● JOB
Substitute "Mark" for every occurrence of "Indicate" in the entries below, and leave everything else as it is.

*** DATA FOR THIS EXERCISE ***

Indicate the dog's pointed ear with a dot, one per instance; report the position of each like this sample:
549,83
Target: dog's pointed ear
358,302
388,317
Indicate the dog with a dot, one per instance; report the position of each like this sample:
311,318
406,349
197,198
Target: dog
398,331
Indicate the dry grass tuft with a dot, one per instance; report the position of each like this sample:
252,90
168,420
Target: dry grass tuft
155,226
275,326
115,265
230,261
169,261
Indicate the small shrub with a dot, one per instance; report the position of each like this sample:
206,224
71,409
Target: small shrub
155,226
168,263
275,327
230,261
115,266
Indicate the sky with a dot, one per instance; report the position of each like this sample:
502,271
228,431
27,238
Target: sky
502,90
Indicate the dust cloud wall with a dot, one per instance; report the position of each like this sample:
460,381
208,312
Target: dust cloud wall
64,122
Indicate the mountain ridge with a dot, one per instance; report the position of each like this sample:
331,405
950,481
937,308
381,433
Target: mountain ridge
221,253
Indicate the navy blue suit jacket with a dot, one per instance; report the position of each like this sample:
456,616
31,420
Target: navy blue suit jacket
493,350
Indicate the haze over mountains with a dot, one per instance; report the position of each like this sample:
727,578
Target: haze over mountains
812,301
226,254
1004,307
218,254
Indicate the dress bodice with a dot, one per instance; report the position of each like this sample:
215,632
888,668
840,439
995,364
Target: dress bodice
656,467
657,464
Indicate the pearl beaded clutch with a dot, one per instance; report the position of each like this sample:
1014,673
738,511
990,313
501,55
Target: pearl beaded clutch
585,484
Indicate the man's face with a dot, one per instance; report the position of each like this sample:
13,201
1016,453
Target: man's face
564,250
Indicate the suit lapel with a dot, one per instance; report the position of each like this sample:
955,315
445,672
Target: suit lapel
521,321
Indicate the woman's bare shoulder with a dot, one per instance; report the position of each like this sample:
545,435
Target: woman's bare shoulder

***

● SOLUTION TO THE PROBLEM
Mark the dog's pointed ear with a dot, one per instance; report the position of each like this sample:
549,83
Target: dog's pointed ear
358,302
388,317
Mark the dog with a dot, one per instance; report the position of each like this sample:
311,318
406,349
197,198
Target: dog
398,331
Mark the dry grass tuft with a dot, one per instance; report the position of each like this sample:
252,90
168,420
Target: dry grass tuft
155,226
275,326
115,265
230,261
169,261
Mark the small shrub with a dot, one per instance; report the position of each like this sample:
206,224
71,409
Target: small shrub
155,226
168,263
275,327
230,261
115,266
Mark the sky with a dot, one per instance; report the position of each like this sample:
502,271
228,431
27,238
Target: sky
502,90
Mark the dust cloud wall with a dot, one per instance; report the position of each like this sample:
460,381
208,312
Target: dust cloud wall
64,122
Mark the mountain ridge with a dot, one per instance; report the position of each like this sample:
331,405
950,481
937,308
381,433
Target: mountain ridge
221,253
Mark the navy blue suit jacket with a dot, one per instance; report the position of each like this sample:
456,616
31,420
Target: navy blue suit jacket
493,350
Mark the haze over mountains with a dot, one per instance; report the position of each like this sample:
727,578
Target: haze over mountains
812,301
226,254
1004,307
218,254
Mark the dress bodice with a dot, one per instance; report the position of each like this sample:
215,632
888,668
840,439
995,364
Target: dress bodice
656,467
657,464
Mark the pearl beaded clutch with a dot, one per instance; report the position of each like this sample:
1014,673
738,511
990,313
501,55
Target: pearl beaded clutch
585,484
Mark the man's face with a dot, one per instance; report the position of each like this sample:
13,201
1016,453
Target: man's face
564,250
Mark the suit lapel with a dot, one per instance; report the position of each like this sample:
955,315
445,672
Target: suit lapel
521,321
Mark the woman's bare shoulder with a dot, one per instance; report the position of each like this sample:
545,435
Target: woman's bare shoulder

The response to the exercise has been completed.